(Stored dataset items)
☆ ☆ ☆

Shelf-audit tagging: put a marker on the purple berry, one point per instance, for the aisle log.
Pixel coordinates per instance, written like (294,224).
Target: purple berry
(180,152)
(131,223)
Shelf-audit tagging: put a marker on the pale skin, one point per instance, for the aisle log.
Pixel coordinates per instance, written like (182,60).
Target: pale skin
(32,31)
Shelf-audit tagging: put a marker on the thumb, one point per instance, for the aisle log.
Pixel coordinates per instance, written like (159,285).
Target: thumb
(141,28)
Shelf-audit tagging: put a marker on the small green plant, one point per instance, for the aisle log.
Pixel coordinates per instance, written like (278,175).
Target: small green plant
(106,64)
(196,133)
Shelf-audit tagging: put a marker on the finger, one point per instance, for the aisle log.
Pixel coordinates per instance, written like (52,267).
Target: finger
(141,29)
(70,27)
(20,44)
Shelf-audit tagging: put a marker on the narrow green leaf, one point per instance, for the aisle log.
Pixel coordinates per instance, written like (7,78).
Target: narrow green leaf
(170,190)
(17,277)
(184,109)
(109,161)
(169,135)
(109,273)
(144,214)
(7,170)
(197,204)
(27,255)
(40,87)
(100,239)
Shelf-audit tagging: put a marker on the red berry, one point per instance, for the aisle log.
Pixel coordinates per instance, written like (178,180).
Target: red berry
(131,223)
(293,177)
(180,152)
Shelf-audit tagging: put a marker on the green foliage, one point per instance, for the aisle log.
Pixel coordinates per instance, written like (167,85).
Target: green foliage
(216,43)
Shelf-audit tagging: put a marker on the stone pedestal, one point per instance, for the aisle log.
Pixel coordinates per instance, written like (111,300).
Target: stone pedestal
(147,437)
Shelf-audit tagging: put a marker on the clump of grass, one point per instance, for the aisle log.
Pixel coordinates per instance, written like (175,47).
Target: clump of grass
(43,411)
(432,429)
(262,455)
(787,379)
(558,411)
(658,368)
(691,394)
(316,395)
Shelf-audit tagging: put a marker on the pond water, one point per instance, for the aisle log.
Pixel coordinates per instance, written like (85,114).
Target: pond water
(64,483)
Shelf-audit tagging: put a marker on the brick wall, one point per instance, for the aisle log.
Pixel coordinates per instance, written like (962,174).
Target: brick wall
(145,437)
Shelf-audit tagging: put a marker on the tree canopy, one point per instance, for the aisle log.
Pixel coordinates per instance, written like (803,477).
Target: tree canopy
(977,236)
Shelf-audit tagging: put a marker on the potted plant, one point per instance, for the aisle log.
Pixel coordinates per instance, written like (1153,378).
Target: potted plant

☆ ☆ ☆

Work to complete
Put every line of the records above into a numbered list, skipping any blank lines.

Output below
1. Shelf-audit tagging: put a marker on the purple berry, one point per instance, for the aisle log.
2. Pixel coordinates per instance, written like (294,224).
3. Target: purple berry
4. (180,152)
5. (131,223)
6. Shelf-audit tagging: put a marker on the pale skin, one point per instance, for the aisle log.
7. Pixel coordinates per instance, written like (182,60).
8. Target: pale skin
9. (32,31)
10. Shelf-audit tagging: put a marker on the thumb, one point per instance, for the aisle log.
11. Pixel coordinates per instance, written like (159,285).
12. Target: thumb
13. (141,28)
14. Shelf-audit tagging: put a marker on the small green plant, one point per instance, for the aisle log.
15. Pixel coordinates per instance, written like (278,175).
16. Target: small green plant
17. (106,64)
18. (196,133)
19. Shelf-audit tagging: put a marker on the finger, one point per instance, for the aisle log.
20. Pixel coordinates per instance, written like (52,267).
21. Target: finger
22. (141,29)
23. (70,27)
24. (20,44)
25. Shelf-audit tagging: put a marker on the narrow green leaf, one point per instance, for the aisle log.
26. Pixel coordinates per instance, written like (7,78).
27. Target: narrow green leaf
28. (170,190)
29. (17,277)
30. (184,109)
31. (109,161)
32. (169,135)
33. (109,273)
34. (144,214)
35. (7,170)
36. (197,204)
37. (27,255)
38. (40,87)
39. (100,239)
40. Shelf-audit tagging: put a marker on the red berry, one point per instance, for the aisle log.
41. Pixel coordinates per instance, written like (178,180).
42. Target: red berry
43. (131,223)
44. (293,177)
45. (180,152)
46. Shelf-audit tagging: put a marker on the green foliage, one point per instance, for the aisle log.
47. Pixel coordinates per instance, written like (167,85).
48. Target: green foliage
49. (216,43)
50. Shelf-audit tagging: put a marker on the stone pedestal, one point per instance, for the aisle log.
51. Pixel coordinates per instance, written like (111,300).
52. Target: stone pedestal
53. (147,437)
54. Shelf-audit tagging: put a marker on the clump of grass, one point per instance, for the aisle log.
55. Pixel coordinates per instance, written like (175,47).
56. Target: clump of grass
57. (43,411)
58. (432,429)
59. (262,455)
60. (787,379)
61. (558,411)
62. (658,368)
63. (691,394)
64. (316,395)
65. Shelf-audit tagging: put a marker on the pond water, one point per instance, for the aisle log.
66. Pixel coordinates per instance, written like (85,114).
67. Target: pond water
68. (64,483)
69. Shelf-audit tagging: put a marker on the brick wall, one point per instance, for the aisle log.
70. Pixel coordinates per instance, written like (962,174).
71. Target: brick wall
72. (145,437)
73. Shelf-audit tagging: put a marker on the tree canopy, one point per instance, for the aisle log.
74. Pixel coordinates per instance, written like (803,477).
75. Target: tree canopy
76. (977,236)
77. Shelf-audit tagging: put a marker on the potted plant, one point per instance, for the aisle log.
78. Pixel coordinates per instance, written like (1153,378).
79. Target: potted plant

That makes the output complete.